### [Given instruction]
Turn the rows from the line containing "Phrase: mossy rock" through the end of the rows, both ends included, into a numbered list, leaving out any blank lines.

— Start —

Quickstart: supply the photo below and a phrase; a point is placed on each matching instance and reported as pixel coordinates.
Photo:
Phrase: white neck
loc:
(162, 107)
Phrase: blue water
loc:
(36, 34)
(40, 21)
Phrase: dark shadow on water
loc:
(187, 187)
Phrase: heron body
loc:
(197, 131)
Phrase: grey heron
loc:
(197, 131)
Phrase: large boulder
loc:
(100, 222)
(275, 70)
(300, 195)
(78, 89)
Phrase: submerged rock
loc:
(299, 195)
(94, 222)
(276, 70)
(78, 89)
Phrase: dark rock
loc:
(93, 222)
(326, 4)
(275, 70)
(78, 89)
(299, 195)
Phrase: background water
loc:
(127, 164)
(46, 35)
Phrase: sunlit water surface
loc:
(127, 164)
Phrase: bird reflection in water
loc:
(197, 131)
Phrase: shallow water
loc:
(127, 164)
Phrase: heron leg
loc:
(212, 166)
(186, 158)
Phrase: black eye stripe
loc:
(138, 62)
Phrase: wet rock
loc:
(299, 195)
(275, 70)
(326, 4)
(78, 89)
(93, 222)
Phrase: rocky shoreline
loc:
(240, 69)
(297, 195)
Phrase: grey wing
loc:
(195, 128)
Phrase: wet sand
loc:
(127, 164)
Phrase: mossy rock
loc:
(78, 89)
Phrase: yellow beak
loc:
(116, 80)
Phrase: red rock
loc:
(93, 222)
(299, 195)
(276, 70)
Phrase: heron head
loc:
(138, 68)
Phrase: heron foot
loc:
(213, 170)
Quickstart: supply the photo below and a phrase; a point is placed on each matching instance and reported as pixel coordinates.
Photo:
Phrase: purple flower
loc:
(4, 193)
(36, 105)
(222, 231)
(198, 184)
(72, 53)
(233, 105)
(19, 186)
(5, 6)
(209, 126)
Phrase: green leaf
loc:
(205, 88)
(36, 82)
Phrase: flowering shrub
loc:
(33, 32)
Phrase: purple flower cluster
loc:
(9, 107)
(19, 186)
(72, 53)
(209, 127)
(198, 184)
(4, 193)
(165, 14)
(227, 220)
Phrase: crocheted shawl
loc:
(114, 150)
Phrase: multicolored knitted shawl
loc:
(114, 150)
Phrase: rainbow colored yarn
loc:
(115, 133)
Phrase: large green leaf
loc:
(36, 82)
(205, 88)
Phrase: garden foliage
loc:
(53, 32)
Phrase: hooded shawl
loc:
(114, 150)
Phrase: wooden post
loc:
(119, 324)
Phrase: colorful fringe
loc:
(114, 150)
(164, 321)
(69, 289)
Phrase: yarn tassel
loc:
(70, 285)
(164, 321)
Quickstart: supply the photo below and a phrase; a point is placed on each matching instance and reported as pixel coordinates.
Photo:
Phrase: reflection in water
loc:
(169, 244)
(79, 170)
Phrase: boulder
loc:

— End —

### [Worked solution]
1. Phrase: mossy rock
2. loc:
3. (78, 89)
4. Phrase: yellow beak
5. loc:
6. (116, 80)
7. Phrase: red rock
8. loc:
9. (93, 222)
10. (299, 195)
11. (276, 70)
12. Phrase: heron head
13. loc:
14. (138, 68)
15. Phrase: heron foot
16. loc:
17. (213, 170)
18. Quickstart: supply the photo below and a phrase; a point is placed on each matching instance and reported as pixel coordinates.
19. Photo:
20. Phrase: purple flower
21. loc:
22. (4, 193)
23. (36, 105)
24. (222, 231)
25. (198, 184)
26. (72, 53)
27. (233, 105)
28. (19, 186)
29. (5, 6)
30. (209, 126)
31. Phrase: green leaf
32. loc:
33. (205, 88)
34. (36, 82)
35. Phrase: flowering shrub
36. loc:
37. (33, 32)
38. Phrase: purple flower cluster
39. loc:
40. (9, 107)
41. (19, 186)
42. (72, 53)
43. (209, 127)
44. (198, 184)
45. (4, 193)
46. (165, 14)
47. (227, 220)
48. Phrase: crocheted shawl
49. loc:
50. (114, 150)
51. Phrase: multicolored knitted shawl
52. loc:
53. (114, 150)
54. Phrase: rainbow colored yarn
55. loc:
56. (115, 133)
57. Phrase: large green leaf
58. loc:
59. (36, 82)
60. (205, 88)
61. Phrase: garden foliage
62. loc:
63. (53, 32)
64. Phrase: hooded shawl
65. loc:
66. (114, 150)
67. Phrase: wooden post
68. loc:
69. (119, 324)
70. Phrase: colorful fringe
71. loc:
72. (114, 150)
73. (164, 321)
74. (69, 289)
75. Phrase: yarn tassel
76. loc:
77. (70, 285)
78. (164, 321)
79. Quickstart: supply the photo below and a phrase; a point is placed on each matching instance and reported as pixel coordinates.
80. Photo:
81. Phrase: reflection in water
82. loc:
83. (169, 244)
84. (79, 170)
85. Phrase: boulder
86. loc:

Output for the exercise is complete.